Supplied passage START
Monosodium [mon-uh-soh-dee-uhm] glutamate [gloo-tuh-meyt] (MSG) is a seasoning salt and one of the most abundant naturally occurring non-essential amino acids. The glutamate of MSG confers the same umami (savory) taste of glutamate from other foods (e.g. meats, poultry, fish, eggs, dairy products, and kombu seaweed), being chemically identical.
Industrial food manufacturers market and use MSG as a flavor enhancer because it balances, blends and rounds the total perception of other tastes. Professor Kikunae Ikeda from the Tokyo Imperial University isolated glutamic acid as a new taste substance in 1908 from kombu, and named its taste ‘umami.’
He noticed that the Japanese broth of bonito fish flakes and kombu had a peculiar taste that had not been scientifically described at that time and was differed from sweet, salty, sour, and bitter. To verify that ionized glutamate was responsible for the umami taste, Professor Ikeda studied the taste properties of many glutamate salts such as calcium, potassium, ammonium, and magnesium glutamate.
Supplied passage END
Records START
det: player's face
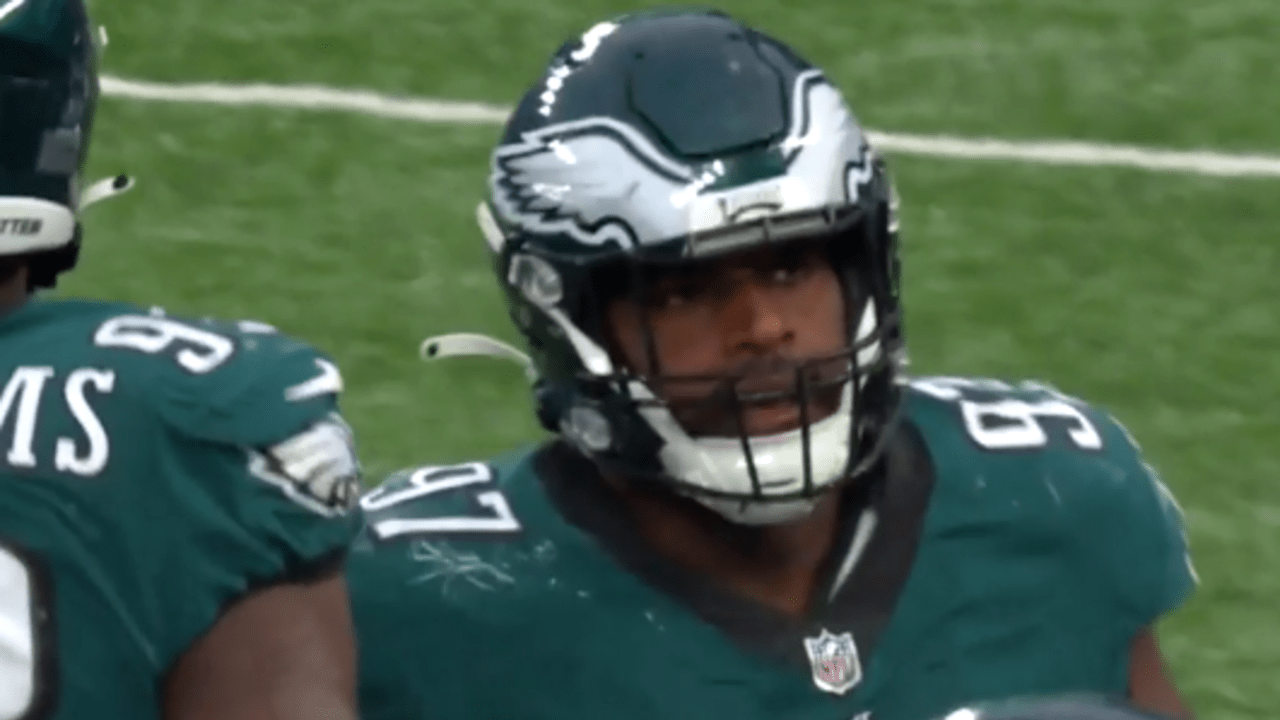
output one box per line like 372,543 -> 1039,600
608,238 -> 847,437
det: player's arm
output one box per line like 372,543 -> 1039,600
1097,419 -> 1199,720
1129,628 -> 1194,720
109,315 -> 360,720
165,568 -> 357,720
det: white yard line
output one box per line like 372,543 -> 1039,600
102,76 -> 1280,178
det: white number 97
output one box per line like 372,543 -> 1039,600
911,378 -> 1102,450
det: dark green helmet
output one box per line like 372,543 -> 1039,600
442,10 -> 901,524
0,0 -> 128,287
936,694 -> 1162,720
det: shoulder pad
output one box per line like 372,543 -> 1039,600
908,377 -> 1123,451
93,309 -> 343,447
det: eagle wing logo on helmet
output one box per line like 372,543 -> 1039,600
490,118 -> 694,247
490,70 -> 873,249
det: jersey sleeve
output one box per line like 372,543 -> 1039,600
1091,414 -> 1198,628
95,313 -> 360,571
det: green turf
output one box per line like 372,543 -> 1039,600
65,0 -> 1280,720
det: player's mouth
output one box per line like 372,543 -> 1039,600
669,368 -> 844,438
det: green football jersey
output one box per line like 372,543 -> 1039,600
0,294 -> 360,720
347,378 -> 1194,720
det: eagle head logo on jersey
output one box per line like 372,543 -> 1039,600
804,629 -> 863,694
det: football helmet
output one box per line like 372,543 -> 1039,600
937,694 -> 1164,720
0,0 -> 132,287
426,10 -> 902,524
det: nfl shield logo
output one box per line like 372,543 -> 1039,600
804,629 -> 863,694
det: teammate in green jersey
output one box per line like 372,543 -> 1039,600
0,0 -> 358,720
348,12 -> 1194,720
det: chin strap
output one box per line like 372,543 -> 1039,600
77,174 -> 137,211
417,333 -> 538,382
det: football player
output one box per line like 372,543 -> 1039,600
0,0 -> 358,720
348,12 -> 1194,720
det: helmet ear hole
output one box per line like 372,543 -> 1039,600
27,229 -> 81,290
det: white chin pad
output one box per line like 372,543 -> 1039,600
0,197 -> 76,255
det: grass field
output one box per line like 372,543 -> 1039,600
64,0 -> 1280,720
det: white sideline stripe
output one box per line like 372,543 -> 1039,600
102,76 -> 1280,178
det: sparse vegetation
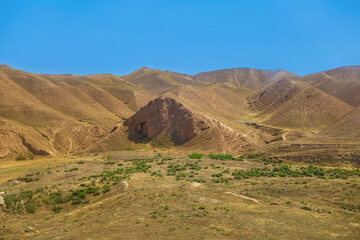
Records END
## Task to complete
List the glutamate salts that the passage on monosodium glutamate says Professor Ikeda studied. The data has no part in this.

## Solved problem
- Calcium glutamate
- Potassium glutamate
- Ammonium glutamate
- Magnesium glutamate